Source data
● ● ●
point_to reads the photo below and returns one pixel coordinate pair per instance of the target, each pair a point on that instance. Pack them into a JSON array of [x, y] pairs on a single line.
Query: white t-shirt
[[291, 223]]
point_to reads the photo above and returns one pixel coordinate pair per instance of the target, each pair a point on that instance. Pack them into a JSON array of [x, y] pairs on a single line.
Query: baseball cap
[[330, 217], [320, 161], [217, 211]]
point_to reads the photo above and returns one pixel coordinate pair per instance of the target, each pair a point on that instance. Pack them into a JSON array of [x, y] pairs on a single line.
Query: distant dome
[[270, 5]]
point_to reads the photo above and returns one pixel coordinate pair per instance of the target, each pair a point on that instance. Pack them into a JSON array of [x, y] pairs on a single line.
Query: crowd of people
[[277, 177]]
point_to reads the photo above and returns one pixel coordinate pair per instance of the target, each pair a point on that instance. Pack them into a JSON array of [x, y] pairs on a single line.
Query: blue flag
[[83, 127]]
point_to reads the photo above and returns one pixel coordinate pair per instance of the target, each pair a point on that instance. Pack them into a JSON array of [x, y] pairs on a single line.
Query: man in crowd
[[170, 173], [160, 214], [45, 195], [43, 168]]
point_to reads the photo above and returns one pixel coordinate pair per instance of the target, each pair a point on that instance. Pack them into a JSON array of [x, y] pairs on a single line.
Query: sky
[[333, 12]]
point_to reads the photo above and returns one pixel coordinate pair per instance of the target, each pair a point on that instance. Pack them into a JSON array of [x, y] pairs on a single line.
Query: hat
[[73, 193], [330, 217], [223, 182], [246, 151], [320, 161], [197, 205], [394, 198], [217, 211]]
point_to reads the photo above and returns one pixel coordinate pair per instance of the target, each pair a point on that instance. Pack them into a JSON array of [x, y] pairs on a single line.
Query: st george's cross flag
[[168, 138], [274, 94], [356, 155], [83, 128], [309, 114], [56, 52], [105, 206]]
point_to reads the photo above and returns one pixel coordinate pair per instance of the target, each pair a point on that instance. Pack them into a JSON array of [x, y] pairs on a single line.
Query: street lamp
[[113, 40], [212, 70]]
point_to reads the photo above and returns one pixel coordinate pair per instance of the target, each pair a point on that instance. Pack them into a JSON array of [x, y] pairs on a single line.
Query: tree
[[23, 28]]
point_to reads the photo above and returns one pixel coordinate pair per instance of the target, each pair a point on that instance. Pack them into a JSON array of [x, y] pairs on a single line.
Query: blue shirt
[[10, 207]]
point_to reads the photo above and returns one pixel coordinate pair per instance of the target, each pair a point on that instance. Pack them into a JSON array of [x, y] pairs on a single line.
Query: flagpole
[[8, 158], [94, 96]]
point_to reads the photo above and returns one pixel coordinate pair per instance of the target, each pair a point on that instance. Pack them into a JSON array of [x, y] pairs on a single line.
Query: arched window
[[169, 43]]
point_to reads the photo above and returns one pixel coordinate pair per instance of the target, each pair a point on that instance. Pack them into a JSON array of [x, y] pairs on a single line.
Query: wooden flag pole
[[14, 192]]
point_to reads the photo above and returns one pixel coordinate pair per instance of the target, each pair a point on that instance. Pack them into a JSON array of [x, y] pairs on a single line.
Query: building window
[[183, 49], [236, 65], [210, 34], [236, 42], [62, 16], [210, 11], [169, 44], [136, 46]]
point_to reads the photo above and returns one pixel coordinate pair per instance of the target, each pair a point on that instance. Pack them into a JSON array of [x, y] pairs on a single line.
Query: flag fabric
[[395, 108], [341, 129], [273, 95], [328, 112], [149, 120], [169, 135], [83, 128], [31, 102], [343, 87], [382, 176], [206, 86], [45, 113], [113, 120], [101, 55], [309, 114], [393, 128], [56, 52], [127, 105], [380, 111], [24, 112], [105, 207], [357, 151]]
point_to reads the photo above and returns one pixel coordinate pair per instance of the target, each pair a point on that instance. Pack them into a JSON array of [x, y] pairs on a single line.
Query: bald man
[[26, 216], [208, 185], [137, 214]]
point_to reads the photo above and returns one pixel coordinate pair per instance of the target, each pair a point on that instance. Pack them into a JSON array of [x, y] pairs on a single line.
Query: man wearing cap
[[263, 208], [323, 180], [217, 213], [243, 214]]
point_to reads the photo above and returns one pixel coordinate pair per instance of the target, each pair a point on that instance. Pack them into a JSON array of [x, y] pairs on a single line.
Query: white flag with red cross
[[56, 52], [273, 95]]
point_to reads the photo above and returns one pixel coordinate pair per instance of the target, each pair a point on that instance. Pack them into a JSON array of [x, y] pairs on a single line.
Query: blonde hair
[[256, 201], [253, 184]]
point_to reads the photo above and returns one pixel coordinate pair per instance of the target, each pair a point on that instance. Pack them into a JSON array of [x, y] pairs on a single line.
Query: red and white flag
● ● ●
* _Exercise aim_:
Every record above must be repeated word for word.

* _Answer for the task_:
point_to reads the photo below and returns one pixel coordinate pair per instance of the target, each pair a point on that instance. Pack them into a JSON array of [x, y] pairs on a single line.
Query: white t-shirt
[[291, 223]]
point_to reads the photo above and returns one pixel coordinate pair per instance of the target, each pair a point on that instance. Pack them into a JSON array of [x, y] pairs on a single line.
Query: baseball cap
[[330, 217], [320, 161], [217, 211]]
point_to reads the photo above and returns one pixel coordinate pair per instance of the target, each pair a point on that instance. Pack them into a JSON array of [x, y] pairs on a single line.
Query: distant dome
[[270, 5]]
point_to reads the photo above and returns one pixel coordinate pair per instance of the target, each pair a point on that instance. Pack them into a JSON array of [x, y] pairs on a single line.
Query: crowd of people
[[277, 177]]
point_to reads the photo above and returns one pixel coordinate pair per instance of the target, each pair a point on that instance. Pack them into a JSON array of [x, y] pairs on a single line.
Query: blue flag
[[83, 127]]
point_to reads the photo above and returns one pixel coordinate pair per instance of the target, each pair a point on that instance. Pack them into a JSON array of [x, y] pairs on a single line.
Query: man in crowd
[[170, 173], [160, 214], [45, 195], [43, 168]]
point_to reads the photo above and returns one pixel coordinate pair per instance of the target, each pair a point on that instance. Pack them into a JSON array of [x, y] pairs on a single line.
Query: sky
[[333, 12]]
point_to reads the photo above and returns one pixel coordinate pair per instance of the target, each pair a point on that instance. Pack them into a JSON array of [x, y] pairs on a single line.
Query: hat
[[73, 193], [330, 217], [223, 182], [246, 151], [320, 161], [197, 205], [394, 198], [217, 211]]
point_to reads the photo above and returns one pixel coordinate pair per instance of the target, each pair a point on that instance. Pack them into a JSON array of [x, y] pairs on a single line.
Query: st george's cross flag
[[168, 138], [274, 94], [356, 155], [83, 128], [309, 114], [56, 52], [105, 206]]
point_to reads the photo above and returns one pixel coordinate pair per instance of the target, each pair a point on that instance. Pack them into a JSON array of [x, y] pairs on a single line.
Query: street lamp
[[113, 40], [212, 70]]
point_to reads the photo above and returns one pixel coordinate pair per instance of the target, each pair a point on that instance. Pack them into a JSON array of [x, y] pairs on a single line.
Query: tree
[[23, 28]]
point_to reads the photo above and returns one pixel coordinate pair per instance of the target, each pair a point on that instance. Pack them into a JSON array of [x, y] pairs on a single line.
Query: blue shirt
[[10, 207]]
point_to reads the photo above and returns one pixel coordinate pair per instance of the target, each pair a point on that instance. Pack them into a JSON array of [x, y] pairs on a single line.
Query: flagpole
[[8, 158], [94, 96]]
point_to reads the photo above and returns one pixel coordinate pair per instance of the target, each pair a point on that instance. Pack them into a JSON array of [x, y] pairs on a single line.
Query: arched window
[[169, 43]]
point_to reads the photo above and returns one pixel coordinate pair per instance of the target, each pair a point on that instance. Pack them into a JSON array of [x, y] pairs on a single line.
Query: wooden flag pole
[[14, 192]]
point_to reads the photo above and returns one pixel coordinate pair per instance of the target, each pair a point on that instance. Pack them into a JSON array of [x, y] pairs on a single line.
Query: building window
[[183, 49], [236, 65], [210, 34], [236, 42], [62, 16], [210, 11], [169, 44], [136, 46]]
point_to reads the photo above and returns one pixel coordinate pair per instance of the target, each pair a point on that instance. Pack them into a JSON array of [x, y] pairs on a single line.
Query: flag fabric
[[395, 108], [341, 129], [273, 95], [328, 112], [149, 120], [169, 135], [83, 128], [31, 102], [343, 87], [382, 176], [206, 86], [45, 113], [113, 120], [101, 55], [309, 114], [393, 128], [56, 52], [127, 105], [380, 111], [24, 112], [105, 207], [357, 151]]
point_to reads the photo above and returns one pixel coordinate pair per instance of the target, each pair a point on that instance. Pack them into a JSON array of [x, y] pairs on a single line.
Query: bald man
[[26, 216], [208, 185], [137, 214]]
point_to reads the photo above and returns one pixel coordinate pair per instance of the target, each pair a point on that instance. Pack them into a JSON array of [x, y] pairs on a single line.
Query: man wearing cap
[[263, 208], [323, 180], [217, 213], [243, 214]]
point_to reads the photo above and returns one pixel coordinate pair per instance of the target, each pair a point on that instance. Pack them into a JSON array of [x, y] pairs on a single line.
Query: white flag with red cross
[[56, 52], [273, 95]]
point_to reads the photo above and returns one pixel coordinate pair per instance of the target, each pair a point on that instance. Pack them into a JSON array of [x, y] pairs on a single line.
Query: blonde hair
[[256, 201], [253, 184]]
point_to reads the photo above and returns one pixel coordinate pair per instance of the target, each pair a point on that instance. Pack them into a JSON array of [x, y] pairs on a single line.
Query: red and white flag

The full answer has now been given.